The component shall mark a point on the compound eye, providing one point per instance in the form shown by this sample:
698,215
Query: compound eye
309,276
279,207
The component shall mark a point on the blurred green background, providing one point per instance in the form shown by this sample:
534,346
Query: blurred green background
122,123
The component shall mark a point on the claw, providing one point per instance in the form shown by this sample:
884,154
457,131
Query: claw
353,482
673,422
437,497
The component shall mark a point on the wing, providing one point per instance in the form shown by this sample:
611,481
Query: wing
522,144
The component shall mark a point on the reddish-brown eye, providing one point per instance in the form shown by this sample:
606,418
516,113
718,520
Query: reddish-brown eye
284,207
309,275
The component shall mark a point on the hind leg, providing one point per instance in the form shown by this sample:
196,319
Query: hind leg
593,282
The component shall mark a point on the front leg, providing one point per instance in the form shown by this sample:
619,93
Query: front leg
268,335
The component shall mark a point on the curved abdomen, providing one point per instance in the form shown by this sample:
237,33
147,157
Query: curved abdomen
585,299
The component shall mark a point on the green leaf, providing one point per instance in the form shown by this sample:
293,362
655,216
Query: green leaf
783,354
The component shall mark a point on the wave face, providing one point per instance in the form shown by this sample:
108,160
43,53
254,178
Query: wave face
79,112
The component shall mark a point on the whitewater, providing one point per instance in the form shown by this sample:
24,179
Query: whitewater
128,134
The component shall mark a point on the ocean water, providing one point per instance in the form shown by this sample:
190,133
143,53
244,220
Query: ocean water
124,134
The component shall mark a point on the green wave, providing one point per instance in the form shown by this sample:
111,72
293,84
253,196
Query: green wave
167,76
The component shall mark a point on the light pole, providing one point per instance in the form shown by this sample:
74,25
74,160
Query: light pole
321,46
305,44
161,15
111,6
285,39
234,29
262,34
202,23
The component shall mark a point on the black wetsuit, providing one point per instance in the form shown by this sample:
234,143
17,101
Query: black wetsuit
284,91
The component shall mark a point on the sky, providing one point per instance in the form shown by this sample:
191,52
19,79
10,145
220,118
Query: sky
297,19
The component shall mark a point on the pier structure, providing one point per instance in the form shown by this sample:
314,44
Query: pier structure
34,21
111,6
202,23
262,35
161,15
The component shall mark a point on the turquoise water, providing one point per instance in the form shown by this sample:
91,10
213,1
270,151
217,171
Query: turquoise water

################

▸ What you have to do
Extract every line of the data above and reproduce it word for word, in its original order.

▸ Complete output
The component shall mark a point on the compound eye, providing one point per instance in the form shown by this sample:
698,215
Query: compound eye
309,276
279,207
The component shall mark a point on the blurred green background, providing one point per instance in the form shown by this sample:
534,346
Query: blurred green background
122,123
The component shall mark a point on the claw, providing one point per instance in the form shown by this sample:
884,154
457,131
Query: claw
353,482
673,422
437,497
The component shall mark a point on the wing, providing one point per instance in the form shown by this sample:
611,481
Query: wing
522,144
The component shall mark a point on the reddish-brown eye, providing one point per instance in the form shown by this sample:
606,418
516,113
718,520
Query: reddish-brown eye
284,207
309,275
The component shall mark a point on the hind leg, providing one point per instance in the form shown by this sample:
196,319
Query: hind leg
593,282
The component shall mark a point on the front leg, providing one point per instance in the form shown by this sample:
619,93
Query: front leg
268,335
The component shall mark a point on the curved abdomen, providing one point per instance in the form shown by this sample:
237,33
147,157
Query: curved abdomen
585,299
The component shall mark a point on the green leaf, providing one point per instance in the form shown by this sample:
293,362
655,216
Query: green leaf
783,354
The component shall mark a point on the wave face, providing one point per instance in the form shown by this sample:
108,160
43,53
254,178
Query: wave face
79,112
The component shall mark a point on the whitewater, providing one point per instance in the form shown by this sample:
24,179
Query: whitewater
128,134
The component shall mark a point on the ocean water, providing one point per instance in the form shown by this sample:
190,133
143,53
244,220
Query: ocean water
124,134
The component shall mark a point on the green wave, providing one point per instance in the form shown by this sample:
111,72
293,84
253,196
Query: green wave
167,76
The component shall mark a point on the light pole, providing one point per instance in the form shown by this sample:
74,25
74,160
Query: light pole
321,46
305,44
161,15
111,6
285,39
234,29
262,34
202,23
The component shall mark a point on the black wetsuit, providing one point per instance in the form shown by this sample:
234,143
17,101
Query: black wetsuit
284,91
The component shall mark a point on the sky, providing one point per instance in the form shown by this sample:
191,52
19,79
10,145
220,118
Query: sky
297,19
The component shall mark a point on the pier structure, providing one point per instance in the form shown by this sample:
314,44
Query: pier structure
34,21
111,6
202,23
262,35
161,15
The component shall mark a point on the turquoise water, providing one point per instance in the form shown by this sample:
91,10
213,1
270,151
217,171
Query: turquoise water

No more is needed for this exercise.